WHAT NEEDS TO BE DONE>
Could you write out every line of the entries below again, requests included, but offset each x and y coordinate in the answer points by 67 and leave out the pictures?

PROVIDED ENTRIES>

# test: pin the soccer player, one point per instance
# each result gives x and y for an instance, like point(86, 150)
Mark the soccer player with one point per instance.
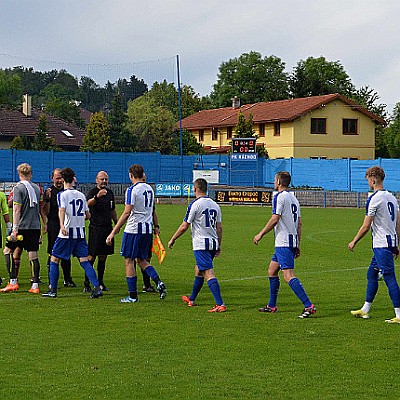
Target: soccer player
point(5, 213)
point(101, 204)
point(286, 222)
point(138, 233)
point(53, 223)
point(26, 222)
point(383, 218)
point(73, 211)
point(204, 217)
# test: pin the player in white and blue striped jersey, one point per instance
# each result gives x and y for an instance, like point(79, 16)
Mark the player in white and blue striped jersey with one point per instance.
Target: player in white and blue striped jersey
point(138, 233)
point(204, 217)
point(71, 240)
point(286, 222)
point(383, 218)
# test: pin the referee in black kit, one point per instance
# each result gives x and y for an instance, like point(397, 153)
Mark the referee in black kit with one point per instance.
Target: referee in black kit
point(102, 214)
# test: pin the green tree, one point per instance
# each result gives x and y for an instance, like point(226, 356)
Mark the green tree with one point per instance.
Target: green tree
point(166, 95)
point(97, 134)
point(20, 143)
point(41, 140)
point(392, 134)
point(369, 98)
point(317, 76)
point(252, 78)
point(120, 138)
point(10, 89)
point(67, 110)
point(151, 126)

SOLUTION TO THE PROBLEM>
# test: pin the soccer player, one point per instance
# each result gives x and y for an instance, like point(86, 150)
Mark the soccer player with one point per instance.
Target: soccer player
point(72, 280)
point(168, 271)
point(353, 289)
point(205, 300)
point(120, 290)
point(93, 289)
point(450, 285)
point(140, 278)
point(271, 284)
# test: pin the player in white and blue striped jersey, one point per instance
# each result gives x and y for an instance, like point(79, 16)
Mark the player in white and blue striped jersey with one point per instance.
Target: player in white and blue striped jersey
point(205, 300)
point(271, 284)
point(138, 307)
point(353, 289)
point(450, 285)
# test: pin the referee in black kit, one point per instance
# each result gives x and y for an instance, like point(397, 153)
Mark the referee in black kit with one point per instance.
Target: referee in black kit
point(169, 281)
# test: pin the green tree, one point per instance
# each result gives x and y for an instance, like point(226, 356)
Mark the green tree with one point per instance.
Target: green tree
point(233, 162)
point(164, 201)
point(87, 210)
point(108, 207)
point(459, 201)
point(436, 165)
point(384, 143)
point(319, 145)
point(187, 205)
point(77, 156)
point(134, 177)
point(218, 193)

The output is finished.